» WORK INSTRUCTIONS: Copy every one of the items below word for word, leaving each line unchanged.
-- Start of RECORD EXCERPTS --
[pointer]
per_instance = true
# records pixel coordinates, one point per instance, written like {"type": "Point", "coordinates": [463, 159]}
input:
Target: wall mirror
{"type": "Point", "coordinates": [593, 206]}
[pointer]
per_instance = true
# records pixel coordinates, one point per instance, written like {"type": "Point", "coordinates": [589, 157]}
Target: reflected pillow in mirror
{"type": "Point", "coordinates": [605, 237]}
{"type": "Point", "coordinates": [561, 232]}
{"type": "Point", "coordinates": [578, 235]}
-- End of RECORD EXCERPTS --
» TASK RESPONSE:
[pointer]
per_instance = true
# records pixel coordinates, one point per instance, written like {"type": "Point", "coordinates": [463, 159]}
input:
Target: wall mirror
{"type": "Point", "coordinates": [593, 206]}
[pointer]
per_instance = true
# records pixel coordinates, one point per instance, written like {"type": "Point", "coordinates": [589, 157]}
Target: reflected pillow in mirror
{"type": "Point", "coordinates": [605, 237]}
{"type": "Point", "coordinates": [561, 232]}
{"type": "Point", "coordinates": [578, 235]}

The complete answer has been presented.